Saved entries:
=== Begin Enclosure ===

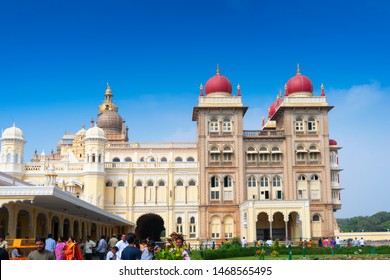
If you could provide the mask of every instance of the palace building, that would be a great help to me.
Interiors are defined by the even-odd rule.
[[[333,236],[340,147],[329,138],[333,107],[323,85],[314,96],[298,67],[261,129],[250,131],[240,86],[233,93],[219,68],[197,98],[193,143],[131,142],[108,85],[96,122],[65,134],[50,154],[25,162],[23,131],[5,129],[1,233],[96,239],[135,231],[159,240],[175,231],[191,244]]]

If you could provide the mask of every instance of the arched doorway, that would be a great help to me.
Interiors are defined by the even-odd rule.
[[[57,216],[54,216],[51,219],[51,232],[53,234],[53,238],[57,240],[60,236],[60,219]]]
[[[164,220],[159,215],[145,214],[138,218],[135,234],[139,240],[149,237],[159,241],[163,232],[165,232]]]
[[[287,226],[290,240],[298,241],[302,238],[302,224],[299,220],[299,214],[297,212],[291,212],[288,215]]]
[[[8,235],[8,221],[9,213],[8,209],[3,206],[0,208],[0,234],[7,236]]]
[[[30,214],[26,210],[20,210],[16,222],[16,238],[30,238]]]
[[[280,212],[274,213],[272,222],[272,239],[286,240],[286,224]]]
[[[43,213],[39,213],[37,216],[37,222],[35,225],[35,236],[47,236],[47,220]]]
[[[261,212],[257,215],[256,221],[256,239],[268,240],[271,238],[268,214]]]

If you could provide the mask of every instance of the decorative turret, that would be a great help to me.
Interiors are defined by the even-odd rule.
[[[0,170],[17,178],[23,174],[24,140],[23,131],[13,124],[1,135]]]

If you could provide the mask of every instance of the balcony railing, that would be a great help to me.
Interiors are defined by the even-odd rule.
[[[244,130],[244,137],[283,137],[283,130]]]

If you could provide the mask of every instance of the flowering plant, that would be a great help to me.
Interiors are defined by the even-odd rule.
[[[264,260],[264,257],[265,257],[266,253],[267,253],[267,251],[264,250],[263,248],[261,248],[261,249],[256,251],[256,255],[259,256],[259,260]]]
[[[176,245],[175,240],[180,235],[175,232],[166,238],[164,248],[158,250],[155,255],[156,260],[183,260],[183,252],[186,251],[186,246],[183,244],[182,247]],[[188,255],[188,254],[187,254]]]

=== End Enclosure ===

WHAT IS EXPECTED> Within the lines above, find those holding the word "that" and copy them.

RESPONSE BOX>
If you could provide the mask of every instance of the palace building, that would be a great help to me.
If you could provide the mask of every instance of the arched doorway, that would be a great help to me.
If you could provide the mask of every instance of the decorative turret, that would be a great help to me.
If you could provide the mask of every instance of the balcony railing, that would be a great help to me.
If you could provide the mask of every instance of the flowering plant, that would be a great help to me.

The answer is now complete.